-- Start Material shown --

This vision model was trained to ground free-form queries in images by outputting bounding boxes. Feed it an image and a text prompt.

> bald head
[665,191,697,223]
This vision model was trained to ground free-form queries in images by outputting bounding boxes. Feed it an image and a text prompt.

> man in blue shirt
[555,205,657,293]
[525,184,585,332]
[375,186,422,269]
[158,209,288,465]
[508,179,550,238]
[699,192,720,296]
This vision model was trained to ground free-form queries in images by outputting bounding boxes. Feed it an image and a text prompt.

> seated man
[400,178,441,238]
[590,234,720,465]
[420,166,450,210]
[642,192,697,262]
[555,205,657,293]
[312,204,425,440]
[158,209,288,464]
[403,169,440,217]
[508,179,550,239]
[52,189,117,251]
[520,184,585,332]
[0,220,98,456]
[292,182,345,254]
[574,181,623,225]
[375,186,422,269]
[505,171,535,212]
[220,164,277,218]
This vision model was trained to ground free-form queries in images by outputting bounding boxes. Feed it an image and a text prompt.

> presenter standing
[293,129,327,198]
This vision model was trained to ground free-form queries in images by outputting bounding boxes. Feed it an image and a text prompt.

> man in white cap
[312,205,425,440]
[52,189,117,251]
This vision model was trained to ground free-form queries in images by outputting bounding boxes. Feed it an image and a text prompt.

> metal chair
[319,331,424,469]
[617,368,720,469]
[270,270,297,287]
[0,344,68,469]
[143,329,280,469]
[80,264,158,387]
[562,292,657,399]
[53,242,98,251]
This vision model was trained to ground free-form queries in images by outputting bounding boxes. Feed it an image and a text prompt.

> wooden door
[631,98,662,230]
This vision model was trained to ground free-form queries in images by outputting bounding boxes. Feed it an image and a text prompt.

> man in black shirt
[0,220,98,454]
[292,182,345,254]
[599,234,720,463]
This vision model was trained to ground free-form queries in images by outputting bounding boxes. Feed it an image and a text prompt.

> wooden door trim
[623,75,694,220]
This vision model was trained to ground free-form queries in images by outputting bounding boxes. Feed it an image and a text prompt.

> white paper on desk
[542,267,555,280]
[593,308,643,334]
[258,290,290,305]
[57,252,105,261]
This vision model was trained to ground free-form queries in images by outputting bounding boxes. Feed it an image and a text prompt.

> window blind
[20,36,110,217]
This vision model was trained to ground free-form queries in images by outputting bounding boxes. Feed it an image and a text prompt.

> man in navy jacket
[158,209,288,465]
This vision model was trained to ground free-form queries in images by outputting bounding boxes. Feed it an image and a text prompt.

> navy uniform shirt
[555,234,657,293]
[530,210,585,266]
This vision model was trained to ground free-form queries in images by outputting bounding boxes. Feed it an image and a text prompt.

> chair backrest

-- End Material shown --

**What to produce**
How many lines of the records above contain the string "navy"? Case counts; reply with the number alone.

**Result below**
2